====== Data section

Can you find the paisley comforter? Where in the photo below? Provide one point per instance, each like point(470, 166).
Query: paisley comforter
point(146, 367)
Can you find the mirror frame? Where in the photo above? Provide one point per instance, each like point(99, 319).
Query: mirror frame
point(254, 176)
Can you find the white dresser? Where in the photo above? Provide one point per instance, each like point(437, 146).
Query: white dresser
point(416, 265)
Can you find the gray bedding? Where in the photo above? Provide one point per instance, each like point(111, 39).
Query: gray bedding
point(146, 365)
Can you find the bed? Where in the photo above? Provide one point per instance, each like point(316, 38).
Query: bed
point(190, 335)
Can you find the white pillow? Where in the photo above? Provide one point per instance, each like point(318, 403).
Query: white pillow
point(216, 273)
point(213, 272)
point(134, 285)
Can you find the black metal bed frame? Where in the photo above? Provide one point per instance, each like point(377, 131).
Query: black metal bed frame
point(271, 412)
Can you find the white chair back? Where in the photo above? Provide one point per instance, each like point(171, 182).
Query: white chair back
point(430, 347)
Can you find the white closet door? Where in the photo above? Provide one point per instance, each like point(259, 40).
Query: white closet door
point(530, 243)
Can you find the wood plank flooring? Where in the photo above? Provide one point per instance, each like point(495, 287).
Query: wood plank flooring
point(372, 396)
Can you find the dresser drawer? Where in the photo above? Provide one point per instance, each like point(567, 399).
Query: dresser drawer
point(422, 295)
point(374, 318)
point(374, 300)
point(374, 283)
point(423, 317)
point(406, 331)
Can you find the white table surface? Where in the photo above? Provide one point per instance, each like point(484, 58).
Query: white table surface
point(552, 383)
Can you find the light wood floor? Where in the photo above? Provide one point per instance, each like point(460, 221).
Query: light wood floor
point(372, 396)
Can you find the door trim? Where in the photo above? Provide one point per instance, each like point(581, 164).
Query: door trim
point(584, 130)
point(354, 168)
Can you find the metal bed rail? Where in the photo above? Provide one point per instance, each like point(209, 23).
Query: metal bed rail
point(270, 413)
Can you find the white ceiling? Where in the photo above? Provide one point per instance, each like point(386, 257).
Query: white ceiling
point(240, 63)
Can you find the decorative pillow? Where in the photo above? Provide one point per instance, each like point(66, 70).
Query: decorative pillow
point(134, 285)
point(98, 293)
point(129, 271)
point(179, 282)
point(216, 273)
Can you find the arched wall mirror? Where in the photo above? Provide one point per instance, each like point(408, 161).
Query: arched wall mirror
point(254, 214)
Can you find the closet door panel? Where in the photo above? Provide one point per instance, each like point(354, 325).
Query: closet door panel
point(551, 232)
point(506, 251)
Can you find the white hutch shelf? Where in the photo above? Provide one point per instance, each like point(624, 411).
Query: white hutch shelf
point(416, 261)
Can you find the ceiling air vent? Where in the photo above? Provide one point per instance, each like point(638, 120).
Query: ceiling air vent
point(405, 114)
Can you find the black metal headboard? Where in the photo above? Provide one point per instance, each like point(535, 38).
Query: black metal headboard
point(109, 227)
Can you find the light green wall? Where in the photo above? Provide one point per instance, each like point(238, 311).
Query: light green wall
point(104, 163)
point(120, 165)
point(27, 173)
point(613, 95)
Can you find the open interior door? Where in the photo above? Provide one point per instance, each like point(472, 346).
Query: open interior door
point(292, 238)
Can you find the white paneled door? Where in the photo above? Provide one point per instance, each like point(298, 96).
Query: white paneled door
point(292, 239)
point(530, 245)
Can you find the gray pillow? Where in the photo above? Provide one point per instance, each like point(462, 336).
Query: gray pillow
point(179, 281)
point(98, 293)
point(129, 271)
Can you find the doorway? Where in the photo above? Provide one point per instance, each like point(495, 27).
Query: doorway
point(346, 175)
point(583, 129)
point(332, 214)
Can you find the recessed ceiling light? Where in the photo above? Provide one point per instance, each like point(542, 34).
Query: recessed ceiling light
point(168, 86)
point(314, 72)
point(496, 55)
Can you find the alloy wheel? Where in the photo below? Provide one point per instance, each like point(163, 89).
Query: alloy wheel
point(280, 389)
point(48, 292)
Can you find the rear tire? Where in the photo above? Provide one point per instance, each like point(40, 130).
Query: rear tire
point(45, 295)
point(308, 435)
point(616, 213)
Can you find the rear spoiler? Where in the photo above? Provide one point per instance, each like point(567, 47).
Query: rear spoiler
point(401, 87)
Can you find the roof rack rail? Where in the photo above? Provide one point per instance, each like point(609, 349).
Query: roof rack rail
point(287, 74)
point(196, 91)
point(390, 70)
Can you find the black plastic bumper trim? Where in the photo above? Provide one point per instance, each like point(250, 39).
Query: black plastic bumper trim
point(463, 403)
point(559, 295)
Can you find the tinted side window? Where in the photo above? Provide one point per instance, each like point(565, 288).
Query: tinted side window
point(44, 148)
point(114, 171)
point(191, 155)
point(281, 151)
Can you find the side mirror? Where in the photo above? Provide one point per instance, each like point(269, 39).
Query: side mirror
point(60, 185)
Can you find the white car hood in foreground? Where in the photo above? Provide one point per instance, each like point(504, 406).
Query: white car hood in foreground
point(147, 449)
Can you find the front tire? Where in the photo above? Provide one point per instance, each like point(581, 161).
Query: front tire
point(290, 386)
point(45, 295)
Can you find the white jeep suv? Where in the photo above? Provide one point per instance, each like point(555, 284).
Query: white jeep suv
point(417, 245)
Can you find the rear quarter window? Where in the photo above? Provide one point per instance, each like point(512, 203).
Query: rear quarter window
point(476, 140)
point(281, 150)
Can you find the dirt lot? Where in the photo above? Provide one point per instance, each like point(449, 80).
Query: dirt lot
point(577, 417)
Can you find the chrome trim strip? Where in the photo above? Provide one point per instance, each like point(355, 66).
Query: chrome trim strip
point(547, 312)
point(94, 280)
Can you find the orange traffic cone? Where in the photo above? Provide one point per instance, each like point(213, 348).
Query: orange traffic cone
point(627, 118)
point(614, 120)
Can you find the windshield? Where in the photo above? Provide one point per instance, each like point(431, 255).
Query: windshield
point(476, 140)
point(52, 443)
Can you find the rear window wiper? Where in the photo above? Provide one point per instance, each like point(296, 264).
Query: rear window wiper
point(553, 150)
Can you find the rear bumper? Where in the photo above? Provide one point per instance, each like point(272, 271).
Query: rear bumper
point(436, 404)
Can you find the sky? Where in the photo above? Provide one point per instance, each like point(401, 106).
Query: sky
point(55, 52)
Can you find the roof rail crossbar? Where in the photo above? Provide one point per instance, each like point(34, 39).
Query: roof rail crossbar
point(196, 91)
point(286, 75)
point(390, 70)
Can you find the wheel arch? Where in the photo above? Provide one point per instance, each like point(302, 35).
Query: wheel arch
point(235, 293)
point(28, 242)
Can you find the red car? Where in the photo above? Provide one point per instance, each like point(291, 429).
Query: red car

============

*Your instructions:*
From the opening line of the data above through the line that contains "Can you find the wood", please print each line as it stands and only those lines.

*Answer to the problem:*
Can you find the paisley comforter? Where in the photo below? Provide one point per instance, each like point(470, 166).
Query: paisley comforter
point(146, 367)
Can you find the mirror frame? Where in the photo above? Provide one point per instance, each like point(99, 319).
Query: mirror frame
point(254, 176)
Can you find the white dresser? Where in the photo above? Provide one point per instance, each like point(437, 146).
Query: white dresser
point(416, 265)
Can you find the gray bedding? Where in the photo above? Provide one point per instance, each like point(111, 39).
Query: gray bedding
point(146, 365)
Can you find the bed? Where in the photo above? Provide one point per instance, each like point(316, 38).
Query: bed
point(190, 335)
Can you find the white pillow? Where in the photo above? Provide one point per instance, each like point(318, 403).
Query: white pillow
point(216, 273)
point(213, 272)
point(134, 285)
Can you find the black metal bed frame? Where in the photo above? Provide one point per instance, each like point(377, 131).
Query: black metal bed frame
point(271, 412)
Can you find the white chair back? Where in the photo above? Provide one point per instance, each like point(171, 182).
Query: white chair back
point(430, 347)
Can you find the white closet door? Where in the photo above? Provide one point per instance, each like point(259, 40).
Query: white closet door
point(530, 243)
Can you find the wood plank flooring? Where in the photo above? Provide one point per instance, each like point(495, 287).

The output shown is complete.